Exercices à traiter:
1. Résumez en deux phrases l'extrait sur Open Resources.
2. Dans l'extrait sur Open Resources, reprenez le passage situé entre "Lorsque j’étais chez" et "les bonnes personnes.", bornes incluses, en substituant "développeur Android" à "développeur iOS".

Extrait fourni:
Lorsque j’étais chez SAP, vers 2012-2013, nous rencontrions des difficultés de gestion des ressources, ce qui empêchait la réalisation de nombreux projets faute d’avoir les bons talents disponibles. Certaines équipes cherchaient désespérément un développeur iOS pour quelques semaines ou mois, mais ne parvenaient pas à trouver les bonnes personnes.
Parallèlement, d’autres équipes comptaient des développeurs ou des employés sous-utilisés, mais les managers hésitaient à les rendre disponibles par crainte de perdre leur pouvoir hiérarchique. Face à ces problématiques, la direction des ressources humaines (DRH) est intervenue en proposant une solution à Palo Alto. J’ai participé à cette initiative, qui a abouti à la création de “Open Resources”, une plateforme permettant aux collaborateurs de travailler sur des projets en lien avec leurs intérêts et compétences. Les managers et chefs de projet pouvaient ainsi publier des offres sur un site web dédié, indiquant leurs besoins spécifiques en termes de durée et de profil (par exemple, un développeur iOS ou un spécialiste du marketing).
Cette initiative préfigurait en quelque sorte l’économie du travail indépendant (gig economy) avant son essor généralisé. Elle visait à résoudre les problèmes de sous-utilisation des talents internes et de manque de flexibilité dans l’affectation des ressources. En permettant aux collaborateurs de s’engager sur des projets qui les intéressaient et correspondaient à leurs compétences, Open Resources favorisait l’efficacité et la productivité au sein de l’entreprise.
Quel impact cela a eu sur le rôle des managers ?
Le manager n’avait plus autant de contrôle sur la carrière des collaborateurs. Il faut que ces derniers puissent évoluer et prendre de nouveaux postes, même si leur N+1 n’est pas d’accord. Cela signifie qu’il faut accompagner les managers et les transformer en de véritables leaders, capables de déléguer, de coacher et de laisser leurs collaborateurs prendre des initiatives. Les meilleurs managers sont ceux qui développent leurs collaborateurs et les laissent partir s’ils le souhaitent, car ils deviennent alors des aimants à talents. Il est crucial que les entreprises comprennent cette dynamique et que les managers l’adoptent, notamment dans les industries en croissance. De nombreux modèles de leadership émergents nécessitent de l’anticipation, notamment dans un contexte où les missions se décentralisent.

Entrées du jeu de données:
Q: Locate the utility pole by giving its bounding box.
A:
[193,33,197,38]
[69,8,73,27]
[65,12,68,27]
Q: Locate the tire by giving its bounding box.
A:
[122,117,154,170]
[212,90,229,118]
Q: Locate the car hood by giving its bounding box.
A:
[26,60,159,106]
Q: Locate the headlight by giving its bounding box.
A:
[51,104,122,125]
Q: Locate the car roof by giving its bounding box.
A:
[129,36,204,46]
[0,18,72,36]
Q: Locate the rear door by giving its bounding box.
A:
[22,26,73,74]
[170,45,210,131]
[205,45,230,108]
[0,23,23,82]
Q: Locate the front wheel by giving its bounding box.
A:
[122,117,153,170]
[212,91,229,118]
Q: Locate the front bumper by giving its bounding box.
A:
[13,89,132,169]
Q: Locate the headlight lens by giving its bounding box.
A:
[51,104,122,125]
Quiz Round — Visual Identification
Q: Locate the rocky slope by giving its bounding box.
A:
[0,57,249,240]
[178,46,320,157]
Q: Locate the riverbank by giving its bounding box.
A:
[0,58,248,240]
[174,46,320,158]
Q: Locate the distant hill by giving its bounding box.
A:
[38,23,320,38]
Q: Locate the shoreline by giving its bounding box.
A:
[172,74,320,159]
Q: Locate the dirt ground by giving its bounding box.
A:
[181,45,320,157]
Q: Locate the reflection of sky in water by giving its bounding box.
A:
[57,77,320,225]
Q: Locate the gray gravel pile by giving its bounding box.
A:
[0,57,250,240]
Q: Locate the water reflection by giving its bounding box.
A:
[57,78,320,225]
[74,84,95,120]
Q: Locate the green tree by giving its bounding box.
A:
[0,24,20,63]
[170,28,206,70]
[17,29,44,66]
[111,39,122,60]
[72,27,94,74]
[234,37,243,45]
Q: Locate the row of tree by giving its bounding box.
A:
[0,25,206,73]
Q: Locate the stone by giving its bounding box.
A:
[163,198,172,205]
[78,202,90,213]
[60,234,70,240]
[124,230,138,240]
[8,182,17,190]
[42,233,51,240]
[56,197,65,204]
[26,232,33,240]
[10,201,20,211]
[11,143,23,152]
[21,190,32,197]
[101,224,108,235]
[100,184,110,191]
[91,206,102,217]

Liste des réponses:
1. Vers 2012-2013, SAP peinait à affecter les bons talents à ses projets : certaines équipes manquaient de compétences tandis que d'autres comptaient des employés sous-utilisés que leurs managers hésitaient à libérer. La DRH a alors lancé « Open Resources », une plateforme où les managers publiaient des offres et où les collaborateurs pouvaient rejoindre des projets selon leurs intérêts et compétences, ce qui a réduit le contrôle des managers sur les carrières et exige d'en faire de véritables leaders.

2.
Lorsque j’étais chez SAP, vers 2012-2013, nous rencontrions des difficultés de gestion des ressources, ce qui empêchait la réalisation de nombreux projets faute d’avoir les bons talents disponibles. Certaines équipes cherchaient désespérément un développeur Android pour quelques semaines ou mois, mais ne parvenaient pas à trouver les bonnes personnes.